Your goal: Return the run of lines below that opens with the line containing "Target: metal guardrail" and closes with the line containing "[locate] the blue flag", keeping each one exact.
#### Recorded data
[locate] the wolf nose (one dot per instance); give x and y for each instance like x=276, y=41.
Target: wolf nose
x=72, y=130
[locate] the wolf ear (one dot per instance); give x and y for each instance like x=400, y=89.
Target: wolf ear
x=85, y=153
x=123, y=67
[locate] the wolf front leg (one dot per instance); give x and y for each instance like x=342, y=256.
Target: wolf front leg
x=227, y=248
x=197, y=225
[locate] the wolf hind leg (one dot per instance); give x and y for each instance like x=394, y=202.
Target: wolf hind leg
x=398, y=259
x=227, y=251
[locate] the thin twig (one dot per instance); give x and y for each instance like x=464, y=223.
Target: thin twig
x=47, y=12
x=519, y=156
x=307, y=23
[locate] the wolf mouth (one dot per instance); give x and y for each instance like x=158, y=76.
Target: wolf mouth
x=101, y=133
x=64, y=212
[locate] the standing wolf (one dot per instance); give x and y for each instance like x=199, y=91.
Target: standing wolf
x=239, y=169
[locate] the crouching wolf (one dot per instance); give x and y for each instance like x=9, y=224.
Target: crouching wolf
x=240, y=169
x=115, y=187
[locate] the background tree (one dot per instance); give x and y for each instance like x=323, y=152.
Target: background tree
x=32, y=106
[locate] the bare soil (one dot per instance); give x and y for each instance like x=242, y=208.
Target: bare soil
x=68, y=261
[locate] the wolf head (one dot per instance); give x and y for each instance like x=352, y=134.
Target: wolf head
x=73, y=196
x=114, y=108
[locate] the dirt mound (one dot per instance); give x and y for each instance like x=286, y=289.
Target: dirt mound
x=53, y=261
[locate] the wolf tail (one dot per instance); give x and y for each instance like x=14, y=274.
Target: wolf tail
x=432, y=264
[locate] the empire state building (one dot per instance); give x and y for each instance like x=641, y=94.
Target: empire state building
########
#### Recorded data
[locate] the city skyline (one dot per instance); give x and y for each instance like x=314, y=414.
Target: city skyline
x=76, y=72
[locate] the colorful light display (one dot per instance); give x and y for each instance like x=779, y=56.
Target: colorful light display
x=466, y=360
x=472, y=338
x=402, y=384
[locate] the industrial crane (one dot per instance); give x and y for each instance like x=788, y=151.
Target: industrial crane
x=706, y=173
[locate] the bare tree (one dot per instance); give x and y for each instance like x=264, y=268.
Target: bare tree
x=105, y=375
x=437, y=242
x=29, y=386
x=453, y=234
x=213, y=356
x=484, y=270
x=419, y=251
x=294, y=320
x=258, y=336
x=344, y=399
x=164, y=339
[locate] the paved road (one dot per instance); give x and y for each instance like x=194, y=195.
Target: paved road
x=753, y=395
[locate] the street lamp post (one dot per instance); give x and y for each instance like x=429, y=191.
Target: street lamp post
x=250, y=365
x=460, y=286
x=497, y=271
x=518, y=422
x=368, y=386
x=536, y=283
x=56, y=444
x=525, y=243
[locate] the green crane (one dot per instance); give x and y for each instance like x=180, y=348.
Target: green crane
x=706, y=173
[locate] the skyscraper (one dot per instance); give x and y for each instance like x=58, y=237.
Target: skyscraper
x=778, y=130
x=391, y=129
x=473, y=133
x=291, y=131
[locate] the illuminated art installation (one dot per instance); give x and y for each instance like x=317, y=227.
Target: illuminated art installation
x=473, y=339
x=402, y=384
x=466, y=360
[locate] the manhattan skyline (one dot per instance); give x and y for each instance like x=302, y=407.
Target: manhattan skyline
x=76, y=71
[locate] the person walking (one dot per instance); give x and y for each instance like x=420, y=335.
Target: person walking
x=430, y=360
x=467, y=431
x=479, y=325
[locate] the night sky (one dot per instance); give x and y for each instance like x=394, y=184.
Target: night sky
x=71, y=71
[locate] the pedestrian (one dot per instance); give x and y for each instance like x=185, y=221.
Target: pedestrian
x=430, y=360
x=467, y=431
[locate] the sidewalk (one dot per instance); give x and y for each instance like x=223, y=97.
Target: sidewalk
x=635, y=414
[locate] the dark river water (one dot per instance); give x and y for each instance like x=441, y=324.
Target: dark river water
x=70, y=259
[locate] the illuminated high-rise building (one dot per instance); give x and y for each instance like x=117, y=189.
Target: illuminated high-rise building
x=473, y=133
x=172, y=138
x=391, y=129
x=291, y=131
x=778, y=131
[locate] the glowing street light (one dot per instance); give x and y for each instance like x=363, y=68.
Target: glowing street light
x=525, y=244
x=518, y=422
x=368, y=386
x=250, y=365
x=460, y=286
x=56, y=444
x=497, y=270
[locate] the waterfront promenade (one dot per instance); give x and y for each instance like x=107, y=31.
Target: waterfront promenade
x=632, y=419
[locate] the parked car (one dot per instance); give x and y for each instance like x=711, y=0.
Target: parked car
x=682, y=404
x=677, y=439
########
#### Recorded data
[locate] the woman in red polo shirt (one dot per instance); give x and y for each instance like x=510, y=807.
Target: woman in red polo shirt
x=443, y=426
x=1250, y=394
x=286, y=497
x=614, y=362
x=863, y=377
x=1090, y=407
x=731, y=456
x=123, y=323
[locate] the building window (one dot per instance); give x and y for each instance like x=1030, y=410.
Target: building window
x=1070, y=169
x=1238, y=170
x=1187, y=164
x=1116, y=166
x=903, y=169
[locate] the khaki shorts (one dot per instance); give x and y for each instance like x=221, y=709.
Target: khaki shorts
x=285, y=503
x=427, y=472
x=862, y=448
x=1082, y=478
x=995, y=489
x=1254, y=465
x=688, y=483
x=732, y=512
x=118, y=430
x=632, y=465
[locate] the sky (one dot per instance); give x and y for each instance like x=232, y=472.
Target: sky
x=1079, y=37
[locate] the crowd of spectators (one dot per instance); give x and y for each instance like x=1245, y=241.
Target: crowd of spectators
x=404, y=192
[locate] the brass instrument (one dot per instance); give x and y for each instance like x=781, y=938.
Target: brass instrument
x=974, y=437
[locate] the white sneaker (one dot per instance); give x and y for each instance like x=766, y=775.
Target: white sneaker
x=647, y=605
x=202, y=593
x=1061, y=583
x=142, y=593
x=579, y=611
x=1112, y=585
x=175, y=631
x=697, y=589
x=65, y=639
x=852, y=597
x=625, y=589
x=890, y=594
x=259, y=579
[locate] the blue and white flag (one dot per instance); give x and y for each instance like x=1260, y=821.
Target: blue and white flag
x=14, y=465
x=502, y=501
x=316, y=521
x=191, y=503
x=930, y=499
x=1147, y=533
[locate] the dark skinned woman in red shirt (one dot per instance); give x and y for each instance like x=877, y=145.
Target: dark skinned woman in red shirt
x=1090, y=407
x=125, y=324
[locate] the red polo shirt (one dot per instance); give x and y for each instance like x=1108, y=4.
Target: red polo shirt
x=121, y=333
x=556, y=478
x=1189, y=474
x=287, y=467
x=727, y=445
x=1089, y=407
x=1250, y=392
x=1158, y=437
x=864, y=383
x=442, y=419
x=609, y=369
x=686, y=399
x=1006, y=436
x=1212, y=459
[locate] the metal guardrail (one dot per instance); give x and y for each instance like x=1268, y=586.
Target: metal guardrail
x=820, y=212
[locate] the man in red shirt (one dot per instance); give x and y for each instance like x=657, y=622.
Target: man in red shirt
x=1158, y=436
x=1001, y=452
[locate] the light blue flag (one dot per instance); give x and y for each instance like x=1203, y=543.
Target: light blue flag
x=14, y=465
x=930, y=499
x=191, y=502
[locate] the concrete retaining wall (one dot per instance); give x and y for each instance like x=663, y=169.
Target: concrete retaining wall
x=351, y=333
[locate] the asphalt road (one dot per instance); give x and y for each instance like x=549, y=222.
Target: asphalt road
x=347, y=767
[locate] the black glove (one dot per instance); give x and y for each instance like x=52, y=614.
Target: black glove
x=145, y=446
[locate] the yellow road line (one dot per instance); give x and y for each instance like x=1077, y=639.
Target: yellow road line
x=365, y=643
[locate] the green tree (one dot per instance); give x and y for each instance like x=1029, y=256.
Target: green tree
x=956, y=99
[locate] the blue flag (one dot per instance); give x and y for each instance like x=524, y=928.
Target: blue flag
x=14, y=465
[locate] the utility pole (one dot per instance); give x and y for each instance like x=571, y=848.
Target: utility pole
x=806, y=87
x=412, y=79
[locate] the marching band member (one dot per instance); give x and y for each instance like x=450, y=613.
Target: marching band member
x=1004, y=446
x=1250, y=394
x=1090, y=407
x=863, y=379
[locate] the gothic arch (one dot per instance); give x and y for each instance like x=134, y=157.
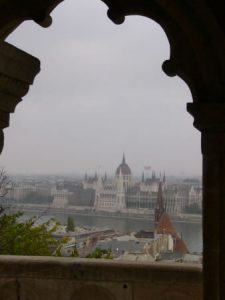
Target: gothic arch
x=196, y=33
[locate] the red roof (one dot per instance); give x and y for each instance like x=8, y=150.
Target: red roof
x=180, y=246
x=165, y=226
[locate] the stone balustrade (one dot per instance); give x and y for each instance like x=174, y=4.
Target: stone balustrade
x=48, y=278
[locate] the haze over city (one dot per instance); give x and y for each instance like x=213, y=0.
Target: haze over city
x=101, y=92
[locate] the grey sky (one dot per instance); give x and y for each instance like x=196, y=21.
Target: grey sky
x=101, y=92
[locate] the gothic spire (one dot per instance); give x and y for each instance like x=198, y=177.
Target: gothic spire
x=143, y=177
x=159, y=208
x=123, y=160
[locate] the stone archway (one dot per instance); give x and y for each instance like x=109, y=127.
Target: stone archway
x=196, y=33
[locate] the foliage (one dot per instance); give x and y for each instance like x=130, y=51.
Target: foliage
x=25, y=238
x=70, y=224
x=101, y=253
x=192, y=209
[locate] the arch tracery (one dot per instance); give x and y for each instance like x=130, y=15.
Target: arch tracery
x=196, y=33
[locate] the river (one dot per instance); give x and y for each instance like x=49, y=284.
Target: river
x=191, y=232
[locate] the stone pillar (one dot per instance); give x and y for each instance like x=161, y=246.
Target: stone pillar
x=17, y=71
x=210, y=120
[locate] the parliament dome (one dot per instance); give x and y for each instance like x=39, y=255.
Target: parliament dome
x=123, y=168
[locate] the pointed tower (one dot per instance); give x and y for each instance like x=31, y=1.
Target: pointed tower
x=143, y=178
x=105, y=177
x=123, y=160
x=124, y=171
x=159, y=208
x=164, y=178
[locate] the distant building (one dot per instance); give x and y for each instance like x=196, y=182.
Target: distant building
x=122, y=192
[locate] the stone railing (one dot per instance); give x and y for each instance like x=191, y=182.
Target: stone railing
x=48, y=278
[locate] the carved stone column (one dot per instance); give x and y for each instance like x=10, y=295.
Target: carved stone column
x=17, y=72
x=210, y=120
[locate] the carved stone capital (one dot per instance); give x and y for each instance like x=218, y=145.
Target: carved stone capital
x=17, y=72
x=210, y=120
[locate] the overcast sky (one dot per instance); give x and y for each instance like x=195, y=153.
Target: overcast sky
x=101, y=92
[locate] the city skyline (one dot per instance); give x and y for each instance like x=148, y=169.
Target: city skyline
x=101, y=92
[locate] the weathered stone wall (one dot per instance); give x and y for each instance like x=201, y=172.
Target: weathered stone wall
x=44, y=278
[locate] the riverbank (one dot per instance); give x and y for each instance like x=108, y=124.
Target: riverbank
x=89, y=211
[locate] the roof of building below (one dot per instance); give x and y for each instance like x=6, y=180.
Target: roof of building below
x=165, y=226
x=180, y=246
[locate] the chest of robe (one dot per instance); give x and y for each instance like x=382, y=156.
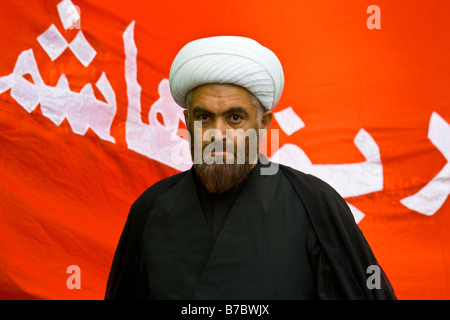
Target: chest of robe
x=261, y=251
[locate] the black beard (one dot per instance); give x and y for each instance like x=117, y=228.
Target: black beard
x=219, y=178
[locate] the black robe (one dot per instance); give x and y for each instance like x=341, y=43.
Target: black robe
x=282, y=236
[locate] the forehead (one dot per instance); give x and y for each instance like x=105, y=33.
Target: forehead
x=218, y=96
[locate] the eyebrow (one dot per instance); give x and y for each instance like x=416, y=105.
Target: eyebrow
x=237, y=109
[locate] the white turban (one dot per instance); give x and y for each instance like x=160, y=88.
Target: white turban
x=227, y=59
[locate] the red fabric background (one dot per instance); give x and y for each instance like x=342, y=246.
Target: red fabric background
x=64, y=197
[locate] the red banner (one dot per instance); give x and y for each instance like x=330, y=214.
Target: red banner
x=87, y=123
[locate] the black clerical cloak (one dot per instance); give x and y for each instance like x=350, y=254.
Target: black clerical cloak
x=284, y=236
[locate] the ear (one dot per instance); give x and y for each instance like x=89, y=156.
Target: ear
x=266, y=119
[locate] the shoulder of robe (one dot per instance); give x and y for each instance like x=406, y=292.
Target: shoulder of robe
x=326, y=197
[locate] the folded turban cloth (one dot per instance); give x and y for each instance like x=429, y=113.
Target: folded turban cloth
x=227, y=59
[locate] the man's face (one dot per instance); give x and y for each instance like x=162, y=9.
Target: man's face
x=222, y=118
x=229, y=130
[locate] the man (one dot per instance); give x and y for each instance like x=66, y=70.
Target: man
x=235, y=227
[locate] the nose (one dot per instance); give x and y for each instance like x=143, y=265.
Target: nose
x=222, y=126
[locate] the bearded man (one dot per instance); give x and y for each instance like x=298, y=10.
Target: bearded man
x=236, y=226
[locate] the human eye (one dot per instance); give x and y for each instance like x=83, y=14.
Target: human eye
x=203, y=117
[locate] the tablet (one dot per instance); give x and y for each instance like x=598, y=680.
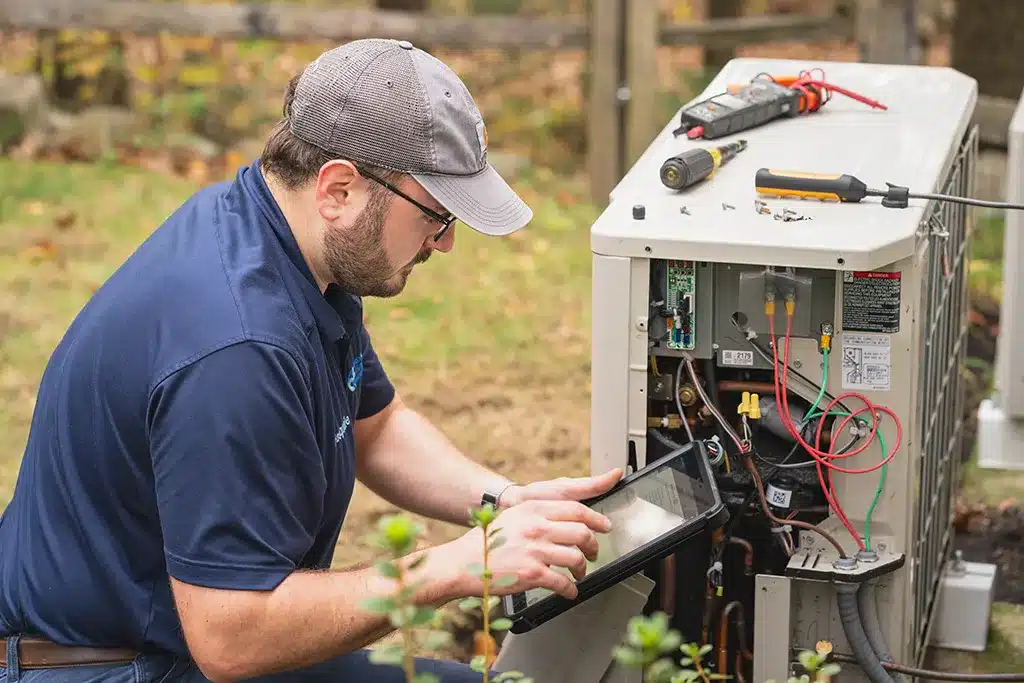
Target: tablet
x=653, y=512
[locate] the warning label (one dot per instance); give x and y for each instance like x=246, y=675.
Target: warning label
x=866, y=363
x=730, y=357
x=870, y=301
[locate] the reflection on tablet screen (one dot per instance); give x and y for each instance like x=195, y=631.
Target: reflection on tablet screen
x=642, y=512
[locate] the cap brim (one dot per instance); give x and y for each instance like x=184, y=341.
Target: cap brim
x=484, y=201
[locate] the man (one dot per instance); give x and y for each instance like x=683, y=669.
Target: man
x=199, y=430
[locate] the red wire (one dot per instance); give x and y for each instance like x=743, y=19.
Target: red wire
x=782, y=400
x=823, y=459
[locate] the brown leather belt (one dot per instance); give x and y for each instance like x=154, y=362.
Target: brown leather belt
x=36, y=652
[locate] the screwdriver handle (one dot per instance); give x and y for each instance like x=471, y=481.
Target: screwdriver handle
########
Solution:
Target: metal guardrail
x=820, y=212
[locate] the man in red shirt (one dot per instance); give x and y for each instance like x=657, y=622.
Target: man in red shirt
x=1158, y=436
x=1001, y=452
[locate] the light blue flag (one dot per instance); give x and y for each instance like x=1203, y=543.
Target: light blue flag
x=14, y=465
x=930, y=499
x=191, y=502
[locate] the concrete retaining wall (one dot per instance); give x and y for each instance like x=663, y=169.
Target: concrete retaining wall
x=351, y=333
[locate] the asphalt road (one dot per instance); give x and y for each instance like x=549, y=222.
Target: asphalt road
x=347, y=767
[locate] the black glove (one dot per instance); give x and y for each instance like x=52, y=614.
Target: black glove
x=145, y=446
[locate] the yellow road line (one dot per instance); give x and y for each instance like x=1077, y=639.
Target: yellow road line
x=365, y=643
[locate] the green tree (one dot per instance); give x and y for each instance like x=1029, y=256.
Target: green tree
x=956, y=99
[locate] the blue flag (one dot per instance); give x and y for each instance like x=524, y=928.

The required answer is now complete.